[Given passage]

It's easy to get distracted by short-term market trends -- even if you're a seasoned investor. But avoiding emotional decisions and the temptation to try to time the market is vital for your long-term portfolio goals. 

Instead, consistently putting money to work in the stock market, whether it's up or down, and diversifying increases the likelihood of success over time. If you're looking for remarkable stocks to add to your portfolio this month that you can hold for years, here are two names to consider right now. 

1. DexCom 

DexCom (DXCM 1.76%) has a leadership position in the diabetes care space thanks to its continuous glucose monitoring (CGM) devices, which track patients' glucose levels.

In 2022, the CGM market hit a valuation of about $7.8 billion. DexCom generated about 40% of that amount with its top line totaling just shy of $3 billion, up 20% from 2021. That was driven by 16% growth in U.S. revenue and a 28% surge in international revenue from 2021.

Profits for the year hit $341 million, a 57% jump from 2021. A number of factors drove DexCom's continued growth, even amid increased competition in the diabetes care space. For one, the number of patients is expanding. CGMs are used by both Type 1 and Type 2 diabetics, and there are even potential use cases for pre-diabetics.

Each of these markets remains significantly underpenetrated. Case in point: Only about 4% of Type 2 diabetics in the U.S. use a CGM device even though that is the most commonly diagnosed form of the disease.

Another notable factor behind DexCom's continued growth is the extent of the reimbursed coverage for its devices. It was recently announced that its latest CGM device, the G7, would be covered by Medicare for all eligible beneficiaries upon its U.S. launch (which is ongoing at the time of this writing).

[/Given passage]
[Source data]

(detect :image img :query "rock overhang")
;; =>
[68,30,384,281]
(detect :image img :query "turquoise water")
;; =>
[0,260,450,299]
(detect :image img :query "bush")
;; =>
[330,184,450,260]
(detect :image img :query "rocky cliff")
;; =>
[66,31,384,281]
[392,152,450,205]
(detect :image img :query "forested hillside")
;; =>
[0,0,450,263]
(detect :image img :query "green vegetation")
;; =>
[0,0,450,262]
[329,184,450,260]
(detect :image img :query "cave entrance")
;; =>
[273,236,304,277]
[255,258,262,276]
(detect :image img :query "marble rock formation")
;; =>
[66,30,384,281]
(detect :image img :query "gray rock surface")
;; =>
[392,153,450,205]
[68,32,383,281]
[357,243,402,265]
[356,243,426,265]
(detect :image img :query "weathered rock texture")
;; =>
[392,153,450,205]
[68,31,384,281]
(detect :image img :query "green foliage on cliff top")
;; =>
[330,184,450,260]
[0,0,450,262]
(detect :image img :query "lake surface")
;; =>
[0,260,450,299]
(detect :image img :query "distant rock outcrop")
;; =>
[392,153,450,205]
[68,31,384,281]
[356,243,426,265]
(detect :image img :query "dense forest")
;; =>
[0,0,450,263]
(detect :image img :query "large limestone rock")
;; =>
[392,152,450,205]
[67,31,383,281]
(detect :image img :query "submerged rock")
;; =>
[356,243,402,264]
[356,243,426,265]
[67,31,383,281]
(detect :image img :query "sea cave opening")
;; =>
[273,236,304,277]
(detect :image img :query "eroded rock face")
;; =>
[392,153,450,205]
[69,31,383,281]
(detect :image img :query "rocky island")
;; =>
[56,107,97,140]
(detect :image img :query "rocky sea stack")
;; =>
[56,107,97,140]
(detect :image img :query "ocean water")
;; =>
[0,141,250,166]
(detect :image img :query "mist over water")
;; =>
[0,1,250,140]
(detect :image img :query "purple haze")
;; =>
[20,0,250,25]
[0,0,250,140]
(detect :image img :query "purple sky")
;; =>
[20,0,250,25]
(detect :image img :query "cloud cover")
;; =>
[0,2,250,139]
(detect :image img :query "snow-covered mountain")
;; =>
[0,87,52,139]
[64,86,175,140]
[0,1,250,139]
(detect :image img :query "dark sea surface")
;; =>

[/Source data]

### To do
Echo the passage on DexCom, starting with "In 2022, the" and going on through "cases for pre-diabetics.". None of the entries are needed for what comes next.

### Response to this task
In 2022, the CGM market hit a valuation of about $7.8 billion. DexCom generated about 40% of that amount with its top line totaling just shy of $3 billion, up 20% from 2021. That was driven by 16% growth in U.S. revenue and a 28% surge in international revenue from 2021.

Profits for the year hit $341 million, a 57% jump from 2021. A number of factors drove DexCom's continued growth, even amid increased competition in the diabetes care space. For one, the number of patients is expanding. CGMs are used by both Type 1 and Type 2 diabetics, and there are even potential use cases for pre-diabetics.